(Exercise materials)

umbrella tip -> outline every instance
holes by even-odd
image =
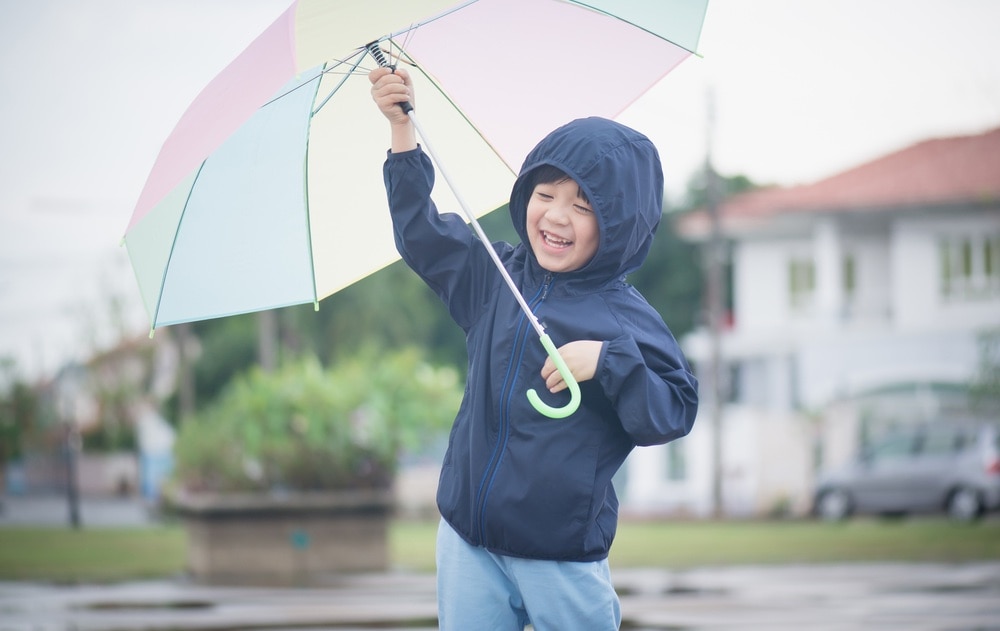
[[[149,339],[153,339],[153,333],[154,333],[155,331],[156,331],[156,330],[155,330],[155,329],[154,329],[153,327],[149,327]]]

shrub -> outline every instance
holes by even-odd
[[[458,375],[416,350],[313,357],[234,379],[178,434],[173,485],[188,492],[385,488],[400,452],[446,429]]]

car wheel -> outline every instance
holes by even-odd
[[[975,489],[961,486],[948,497],[947,509],[955,521],[975,521],[983,514],[983,503]]]
[[[851,497],[844,489],[823,491],[816,502],[816,513],[823,521],[843,521],[851,514]]]

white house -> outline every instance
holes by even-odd
[[[867,437],[976,413],[977,339],[1000,331],[1000,128],[735,196],[719,217],[725,514],[803,513],[817,469]],[[681,232],[705,241],[710,227],[700,212]],[[630,458],[623,510],[711,513],[711,339],[683,340],[703,386],[695,429]]]

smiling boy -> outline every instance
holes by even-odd
[[[379,69],[369,78],[390,123],[383,174],[397,248],[468,346],[438,484],[440,626],[617,629],[611,479],[637,445],[686,435],[698,405],[676,340],[625,281],[662,213],[656,149],[613,121],[575,120],[539,142],[514,184],[521,243],[495,248],[580,383],[577,411],[551,419],[525,392],[544,385],[564,405],[561,375],[483,245],[431,200],[433,167],[398,107],[413,102],[409,76]]]
[[[545,269],[572,272],[597,252],[597,217],[579,184],[555,167],[540,168],[548,168],[551,175],[541,176],[544,183],[535,185],[528,201],[528,243]]]

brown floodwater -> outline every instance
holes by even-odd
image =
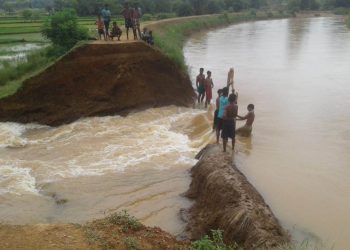
[[[175,235],[206,111],[174,106],[58,128],[0,123],[0,222],[83,223],[121,210]]]
[[[233,25],[193,36],[191,76],[215,90],[235,68],[239,113],[256,106],[235,162],[295,239],[350,249],[350,30],[342,17]],[[238,123],[238,125],[241,123]]]

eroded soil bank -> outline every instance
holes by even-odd
[[[187,249],[159,228],[145,227],[133,217],[113,214],[86,225],[0,225],[0,249]]]
[[[225,241],[244,249],[271,249],[289,242],[269,206],[233,165],[232,155],[208,145],[192,168],[186,196],[195,203],[188,211],[188,233],[199,239],[211,229],[224,231]]]
[[[0,100],[0,121],[58,126],[82,117],[188,106],[194,95],[189,77],[145,43],[88,44]]]

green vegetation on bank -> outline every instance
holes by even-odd
[[[348,27],[350,28],[350,14],[348,15],[348,19],[347,19],[346,24],[347,24],[347,25],[348,25]]]
[[[29,53],[26,60],[16,64],[1,63],[0,98],[15,93],[24,78],[46,68],[80,41],[88,39],[87,30],[80,27],[77,20],[72,9],[56,12],[42,27],[43,36],[51,41],[51,46]]]
[[[226,245],[221,230],[211,230],[211,237],[208,235],[202,239],[192,242],[190,250],[238,250],[236,244]]]
[[[182,48],[188,34],[244,21],[283,18],[287,16],[288,14],[283,12],[256,12],[255,10],[251,10],[243,13],[225,13],[184,19],[170,25],[165,23],[164,25],[159,25],[159,27],[157,26],[157,32],[154,35],[155,46],[180,66],[181,69],[186,71],[187,68]]]

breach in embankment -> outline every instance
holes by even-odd
[[[189,77],[146,44],[87,44],[0,100],[0,121],[57,126],[82,117],[187,106],[193,97]]]

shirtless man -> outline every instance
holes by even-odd
[[[205,97],[205,75],[204,69],[200,68],[199,75],[196,78],[196,86],[198,91],[198,103],[202,103]]]
[[[223,139],[224,152],[226,152],[226,146],[228,138],[232,139],[232,150],[235,149],[235,138],[236,138],[236,117],[238,113],[238,106],[236,102],[236,96],[231,94],[228,98],[229,105],[225,108],[223,117],[223,126],[221,137]]]
[[[232,93],[235,94],[233,91],[234,91],[234,78],[235,78],[235,71],[233,68],[230,68],[228,74],[227,74],[227,88],[230,92],[230,86],[232,87]]]
[[[238,120],[240,121],[247,120],[245,125],[236,130],[236,133],[238,135],[246,136],[246,137],[251,135],[252,129],[253,129],[253,123],[255,119],[254,104],[249,104],[247,109],[248,109],[248,114],[246,114],[245,116],[238,115],[238,118],[239,118]]]

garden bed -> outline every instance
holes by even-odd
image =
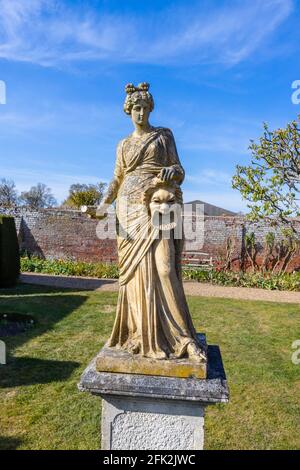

(End Exercise materials)

Exercise directions: Wherever the word "outline" occurs in the data above, copy the line it sits in.

Task output:
umbrella tip -> outline every instance
shrub -> outline every instance
car wheel -> outline every instance
white house -> outline every instance
smiling boy -> outline every instance
brown floodwater -> outline every instance
eroded soil bank -> outline every instance
green vegetation on bank -> outline every instance
breach in embankment -> outline every instance
shirtless man -> outline every instance
garden bed -> outline every instance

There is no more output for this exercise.